What you need to do: In the records below, substitute "nonzero winding rule" for every occurrence of "even-odd rule" and leave everything else unchanged.

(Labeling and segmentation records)
## Begin

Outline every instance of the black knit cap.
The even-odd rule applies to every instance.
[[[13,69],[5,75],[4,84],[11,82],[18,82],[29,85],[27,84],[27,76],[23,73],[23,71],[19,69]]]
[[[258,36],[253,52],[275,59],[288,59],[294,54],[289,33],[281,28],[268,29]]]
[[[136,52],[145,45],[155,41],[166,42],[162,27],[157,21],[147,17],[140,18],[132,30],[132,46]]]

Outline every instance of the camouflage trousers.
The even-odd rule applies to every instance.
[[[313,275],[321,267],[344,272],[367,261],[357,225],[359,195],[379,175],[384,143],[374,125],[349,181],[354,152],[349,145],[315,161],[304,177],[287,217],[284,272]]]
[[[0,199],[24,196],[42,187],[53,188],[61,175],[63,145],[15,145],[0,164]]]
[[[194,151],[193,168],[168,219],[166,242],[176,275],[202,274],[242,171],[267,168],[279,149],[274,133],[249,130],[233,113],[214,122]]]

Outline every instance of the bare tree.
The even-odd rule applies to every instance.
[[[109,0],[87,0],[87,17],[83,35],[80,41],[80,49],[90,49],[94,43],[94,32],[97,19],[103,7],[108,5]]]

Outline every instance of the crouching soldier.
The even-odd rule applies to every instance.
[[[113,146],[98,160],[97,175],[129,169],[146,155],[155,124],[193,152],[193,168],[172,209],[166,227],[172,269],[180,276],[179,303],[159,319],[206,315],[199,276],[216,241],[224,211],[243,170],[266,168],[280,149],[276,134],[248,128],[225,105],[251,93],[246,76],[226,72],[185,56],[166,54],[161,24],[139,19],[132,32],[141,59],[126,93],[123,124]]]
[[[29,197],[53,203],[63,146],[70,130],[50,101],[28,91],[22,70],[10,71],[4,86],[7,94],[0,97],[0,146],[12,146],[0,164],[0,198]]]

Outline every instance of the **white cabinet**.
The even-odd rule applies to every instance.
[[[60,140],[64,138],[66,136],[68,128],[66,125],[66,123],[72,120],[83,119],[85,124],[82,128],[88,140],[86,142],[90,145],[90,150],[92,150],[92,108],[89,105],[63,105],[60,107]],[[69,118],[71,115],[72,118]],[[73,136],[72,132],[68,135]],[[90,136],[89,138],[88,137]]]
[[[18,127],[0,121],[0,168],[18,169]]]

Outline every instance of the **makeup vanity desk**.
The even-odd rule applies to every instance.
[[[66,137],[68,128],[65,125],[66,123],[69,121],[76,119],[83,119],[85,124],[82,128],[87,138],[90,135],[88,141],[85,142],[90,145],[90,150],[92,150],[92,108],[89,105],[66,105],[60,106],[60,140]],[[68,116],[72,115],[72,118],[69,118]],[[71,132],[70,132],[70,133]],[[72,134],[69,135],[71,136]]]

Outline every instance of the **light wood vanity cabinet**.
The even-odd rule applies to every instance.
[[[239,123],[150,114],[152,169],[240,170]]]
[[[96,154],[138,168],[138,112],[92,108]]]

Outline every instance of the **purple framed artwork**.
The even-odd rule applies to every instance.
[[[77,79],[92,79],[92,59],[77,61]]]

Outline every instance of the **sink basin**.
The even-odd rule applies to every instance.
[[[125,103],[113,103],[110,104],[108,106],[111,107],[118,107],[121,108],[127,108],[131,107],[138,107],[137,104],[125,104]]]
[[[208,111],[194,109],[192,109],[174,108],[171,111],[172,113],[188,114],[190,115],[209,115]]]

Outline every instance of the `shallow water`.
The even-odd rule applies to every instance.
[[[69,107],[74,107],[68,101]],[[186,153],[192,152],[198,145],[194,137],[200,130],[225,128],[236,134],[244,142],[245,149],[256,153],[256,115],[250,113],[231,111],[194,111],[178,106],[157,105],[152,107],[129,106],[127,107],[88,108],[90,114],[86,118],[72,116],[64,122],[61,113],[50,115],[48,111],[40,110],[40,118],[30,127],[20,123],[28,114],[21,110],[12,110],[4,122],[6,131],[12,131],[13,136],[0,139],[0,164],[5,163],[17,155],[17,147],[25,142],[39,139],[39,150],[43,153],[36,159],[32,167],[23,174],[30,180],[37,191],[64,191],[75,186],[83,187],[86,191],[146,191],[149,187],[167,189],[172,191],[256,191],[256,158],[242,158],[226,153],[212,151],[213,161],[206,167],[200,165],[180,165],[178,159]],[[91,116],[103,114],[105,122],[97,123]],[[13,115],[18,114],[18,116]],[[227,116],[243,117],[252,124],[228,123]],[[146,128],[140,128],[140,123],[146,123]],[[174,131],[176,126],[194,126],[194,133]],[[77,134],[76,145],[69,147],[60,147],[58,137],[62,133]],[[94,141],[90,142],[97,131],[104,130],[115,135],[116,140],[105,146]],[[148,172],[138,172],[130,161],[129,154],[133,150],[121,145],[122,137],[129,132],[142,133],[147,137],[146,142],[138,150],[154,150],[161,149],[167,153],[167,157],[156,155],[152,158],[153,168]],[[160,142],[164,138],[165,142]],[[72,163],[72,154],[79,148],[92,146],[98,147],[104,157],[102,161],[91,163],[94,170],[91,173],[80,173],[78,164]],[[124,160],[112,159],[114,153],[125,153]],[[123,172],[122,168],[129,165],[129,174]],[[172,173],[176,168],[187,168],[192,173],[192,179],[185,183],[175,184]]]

## End

Written answer:
Outline every instance of the black knit cap.
The nonzero winding rule applies to every instance.
[[[13,69],[5,75],[4,84],[11,82],[18,82],[29,85],[27,84],[27,76],[23,73],[23,71],[19,69]]]
[[[258,36],[253,52],[275,59],[288,59],[294,54],[289,33],[281,28],[268,29]]]
[[[136,52],[145,45],[155,41],[166,42],[162,27],[157,21],[147,17],[140,18],[132,30],[132,46]]]

Outline every instance of the camouflage trousers.
The nonzero winding rule applies to every instance.
[[[313,275],[321,267],[344,272],[367,261],[357,225],[359,195],[379,175],[384,143],[374,125],[349,181],[354,152],[349,145],[315,161],[304,177],[287,217],[284,272]]]
[[[0,199],[24,196],[42,187],[53,188],[61,175],[63,145],[15,145],[0,164]]]
[[[194,151],[193,168],[168,219],[166,242],[176,275],[202,274],[242,171],[267,168],[279,149],[274,133],[249,130],[233,113],[214,122]]]

Outline every instance of the bare tree.
The nonzero winding rule applies to every instance.
[[[109,0],[87,0],[87,17],[83,35],[80,41],[80,49],[90,49],[94,43],[94,32],[97,19],[103,7],[108,5]]]

Outline every instance of the crouching soldier.
The nonzero winding rule applies to every instance.
[[[113,146],[98,160],[97,175],[129,169],[146,155],[155,124],[193,152],[193,168],[172,209],[166,227],[172,269],[180,276],[179,303],[159,319],[206,315],[199,276],[216,241],[224,211],[243,170],[266,168],[280,149],[276,134],[248,128],[225,105],[251,93],[246,76],[226,72],[185,56],[166,54],[161,24],[139,19],[132,32],[141,59],[126,93],[123,124]]]
[[[29,197],[53,203],[63,146],[70,130],[50,101],[28,91],[22,70],[10,71],[4,86],[7,94],[0,97],[0,146],[12,146],[0,164],[0,198]]]

Outline every instance of the **white cabinet**.
The nonzero winding rule applies to every instance.
[[[60,140],[64,138],[66,136],[68,128],[66,125],[66,123],[72,120],[83,119],[85,124],[82,128],[88,140],[86,142],[90,145],[90,150],[92,150],[92,108],[89,105],[63,105],[60,107]],[[69,118],[71,115],[72,118]],[[73,136],[72,132],[68,135]],[[90,136],[89,138],[88,137]]]
[[[18,127],[0,121],[0,168],[18,169]]]

Outline every instance of the **makeup vanity desk**.
The nonzero winding rule applies to every instance.
[[[66,137],[68,128],[65,125],[66,123],[69,121],[76,119],[83,119],[85,124],[82,128],[87,138],[90,135],[88,141],[85,142],[90,145],[90,150],[92,150],[92,108],[89,105],[66,105],[60,106],[60,140]],[[68,116],[72,115],[72,118],[69,118]],[[71,132],[70,132],[70,133]],[[72,134],[69,135],[71,136]]]

Outline every instance of the **light wood vanity cabinet**.
The nonzero winding rule applies to every instance.
[[[239,123],[150,114],[152,169],[240,170]]]
[[[96,154],[138,168],[138,112],[92,108]]]

Outline every instance of the **purple framed artwork**.
The nonzero winding rule applies to every instance.
[[[77,79],[92,79],[92,59],[77,61]]]

Outline every instance of the **sink basin**.
The nonzero winding rule applies to every instance.
[[[125,103],[113,103],[110,104],[108,106],[111,107],[118,107],[121,108],[127,108],[131,107],[138,107],[137,104],[125,104]]]
[[[208,111],[194,109],[192,109],[174,108],[171,111],[172,113],[188,114],[190,115],[209,115]]]

Outline every instance of the `shallow water`.
The nonzero winding rule applies to every instance.
[[[69,107],[74,107],[68,101]],[[186,153],[192,152],[198,145],[194,137],[200,130],[225,128],[236,134],[244,142],[245,149],[256,153],[256,115],[250,113],[231,111],[194,111],[178,106],[157,105],[152,107],[129,106],[127,107],[88,108],[90,114],[86,118],[72,116],[64,122],[61,113],[50,115],[48,111],[40,110],[40,118],[30,127],[20,123],[28,114],[21,110],[12,110],[4,122],[6,131],[12,131],[13,136],[0,139],[0,164],[5,163],[17,155],[17,147],[25,142],[39,139],[39,150],[43,153],[36,159],[32,167],[23,174],[30,180],[37,191],[64,191],[75,186],[83,187],[86,191],[146,191],[149,187],[167,189],[172,191],[256,191],[256,158],[242,158],[226,153],[212,151],[213,161],[206,167],[200,165],[180,165],[178,159]],[[91,116],[103,114],[105,122],[97,123]],[[13,115],[18,114],[18,116]],[[227,116],[243,117],[252,124],[228,123]],[[146,128],[140,128],[140,123],[146,123]],[[174,131],[176,126],[194,126],[194,133]],[[77,134],[76,145],[69,147],[60,147],[58,137],[62,133]],[[94,141],[90,142],[97,131],[104,130],[115,135],[116,140],[105,146]],[[148,172],[138,172],[130,161],[129,154],[133,150],[121,145],[122,137],[129,132],[142,133],[147,137],[146,142],[138,150],[154,150],[161,149],[167,153],[167,157],[156,155],[152,158],[153,168]],[[160,142],[164,138],[165,142]],[[72,163],[72,154],[79,148],[92,146],[98,147],[104,157],[102,161],[91,163],[94,170],[91,173],[80,173],[78,164]],[[124,160],[112,159],[114,153],[125,153]],[[123,172],[122,168],[129,165],[129,174]],[[172,173],[176,168],[187,168],[192,173],[192,179],[185,183],[175,184]]]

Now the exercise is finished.